Dataset entries:
----
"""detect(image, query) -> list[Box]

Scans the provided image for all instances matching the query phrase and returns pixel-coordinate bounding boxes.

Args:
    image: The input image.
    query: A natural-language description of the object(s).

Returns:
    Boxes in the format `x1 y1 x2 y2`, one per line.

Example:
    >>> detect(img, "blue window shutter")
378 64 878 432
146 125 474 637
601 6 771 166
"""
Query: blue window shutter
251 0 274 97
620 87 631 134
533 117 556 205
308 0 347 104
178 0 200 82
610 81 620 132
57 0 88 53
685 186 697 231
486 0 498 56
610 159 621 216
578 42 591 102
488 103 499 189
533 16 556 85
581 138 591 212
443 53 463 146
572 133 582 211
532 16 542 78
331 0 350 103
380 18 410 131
----
*Exercise aim*
Retype the entries one by one, exactly.

*Reply to the task*
"""detect(image, query) -> list[Box]

Scans the provided image for all instances matching the query phrase and returns pixel-coordinate bounding boxes.

Args:
    image: The input image.
    query: A natural-language description of the object(s).

Returns:
    Boxes in the format `x1 y1 x2 y2`, one per line.

Example:
    >>> detect(img, "blue window shutter")
378 64 878 432
146 125 474 637
601 6 771 166
"""
Query: blue window shutter
251 0 274 97
620 87 631 134
533 117 556 205
308 0 347 104
178 0 200 82
610 81 620 132
57 0 88 53
685 186 697 231
486 0 498 56
610 159 621 216
578 42 591 102
488 103 499 189
533 16 556 85
581 138 591 212
443 53 463 146
572 133 582 211
532 16 542 78
331 0 350 103
380 18 410 131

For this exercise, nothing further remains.